• _BRANO DI TESTO_
Un Dio fatto uomo, umiliato, giustiziato come i peccatori, risorto dai morti e che ci interpella sempre

di Monsignor André-Joseph Léonard

1. Con parole inequivocabili, Gesù – e solo Lui – si è messo al livello di Dio. Questo l’ha portato alla sua condanna a morte per blasfemia. Come nessun altro, ha avuto gesti che solo Dio può rivendicare.

Mai un uomo ha parlato come parla quest’uomo!” (Gv 7, 46).

La prima caratteristica della figura di Gesù è la pretesa che ha espresso, sia nelle parole che nelle azioni, di essere di condizione divina. Questo è assolutamente unico nella storia dell’umanità. Gesù è l’unico uomo che nel pieno delle sue facoltà abbia “rivendicato” di essere uguale a Dio.

Questo si traduce in primo luogo nelle sue parole, delle quali informano gli evangelisti Giovanni, Matteo e Luca: “Tu, che sei uomo, ti fai Dio” (Gv 10, 33), “Chi ha visto me ha visto il Padre” (Gv 14, 10), “Io e il Padre siamo una cosa sola” (Gv 10, 30).

Tutto questo ha portato alla sua condanna a morte per blasfemia, nel suo processo davanti al Sinedrio (assemblea di responsabili religiosi).

Il testo più decisivo si trova nel Vangelo di Marco, quando si racconta il processo a Gesù: “‘Sei tu il Cristo, il Figlio di Dio benedetto?’ Gesù rispose: ‘Io lo sono! E vedrete il Figlio dell’uomo seduto alla destra della Potenza e venire con le nubi del cielo’. Allora il sommo sacerdote, stracciandosi le vesti, disse: ‘Che bisogno abbiamo ancora di testimoni? Avete udito la bestemmia; che ve ne pare?’. Tutti sentenziarono che era reo di morte” (Mc 14, 61-64).

Con questa risposta, Egli si identifica solennemente con quel misterioso Figlio dell’uomo che il profeta Daniele (7, 13-14) ha contemplato in una visione, e dice che si siederà alla destra dell’Onnipotente e verrà tra le nubi del cielo. Nell’Antico Testamento il potere e le nubi sono attributi strettamente divini, e applicandoli a Se stesso Gesù rivendica chiaramente un rango divino.

La pretesa di Gesù di essere di condizione divina non si esprime solo a parole esplicite, ma anche in gesti e atteggiamenti, a volte accompagnate da dichiarazioni.

Ciò che di Gesù sorprende immediatamente e rallegra la folla è l’autorità con cui parlava, a volte la stessa di Dio nella Legge e nei Profeti: “Avete inteso che fu detto… ma io vi dico…” (Mt 5, 21-44).

• _OBIETTIVO 1_
Nel brano sulla pretesa divina di Gesù, per quale accusa Gesù fu condannato a morte?

[Record archiviati]
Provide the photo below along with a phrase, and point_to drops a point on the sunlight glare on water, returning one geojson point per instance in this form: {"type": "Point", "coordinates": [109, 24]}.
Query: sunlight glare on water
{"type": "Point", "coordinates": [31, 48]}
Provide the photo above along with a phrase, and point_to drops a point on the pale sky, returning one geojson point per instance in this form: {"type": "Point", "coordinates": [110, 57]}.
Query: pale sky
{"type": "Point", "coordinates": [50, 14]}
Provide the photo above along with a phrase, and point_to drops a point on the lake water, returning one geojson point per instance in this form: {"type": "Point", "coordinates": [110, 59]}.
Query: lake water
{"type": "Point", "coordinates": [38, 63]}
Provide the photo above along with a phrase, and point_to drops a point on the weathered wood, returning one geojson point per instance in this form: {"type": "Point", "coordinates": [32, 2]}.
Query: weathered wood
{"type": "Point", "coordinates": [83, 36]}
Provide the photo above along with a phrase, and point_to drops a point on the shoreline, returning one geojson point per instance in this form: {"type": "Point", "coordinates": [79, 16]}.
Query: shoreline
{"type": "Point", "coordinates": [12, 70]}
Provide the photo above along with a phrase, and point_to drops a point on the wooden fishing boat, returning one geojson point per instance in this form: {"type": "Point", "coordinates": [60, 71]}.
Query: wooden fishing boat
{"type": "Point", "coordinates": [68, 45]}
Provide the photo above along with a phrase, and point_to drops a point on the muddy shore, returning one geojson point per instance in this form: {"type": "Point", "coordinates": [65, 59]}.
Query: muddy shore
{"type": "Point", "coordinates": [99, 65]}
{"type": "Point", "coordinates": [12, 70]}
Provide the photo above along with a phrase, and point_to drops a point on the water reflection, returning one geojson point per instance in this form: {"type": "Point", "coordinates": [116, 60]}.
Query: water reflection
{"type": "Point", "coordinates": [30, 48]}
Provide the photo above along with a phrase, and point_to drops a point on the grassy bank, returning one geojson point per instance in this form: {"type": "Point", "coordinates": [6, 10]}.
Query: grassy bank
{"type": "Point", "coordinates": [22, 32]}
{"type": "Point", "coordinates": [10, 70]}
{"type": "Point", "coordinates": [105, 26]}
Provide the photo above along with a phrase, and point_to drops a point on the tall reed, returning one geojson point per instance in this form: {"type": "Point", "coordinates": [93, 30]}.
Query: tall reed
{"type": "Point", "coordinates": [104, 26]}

• _OBIETTIVO 2_
Riscrivi come tabella Markdown con le colonne «Numero» e «Riga del record» tutte le righe dei record, dalla riga che contiene "on the tall" fino alla fine dei record. Tralascia le righe vuote.

• _RISPOSTA ESERCIZIO 1_
Per blasfemia.

• _RISPOSTA ESERCIZIO 2_
| Numero | Riga del record |
|---|---|
| 1 | Provide the photo above along with a phrase, and point_to drops a point on the tall reed, returning one geojson point per instance in this form: {"type": "Point", "coordinates": [93, 30]}. |
| 2 | Query: tall reed |
| 3 | {"type": "Point", "coordinates": [104, 26]} |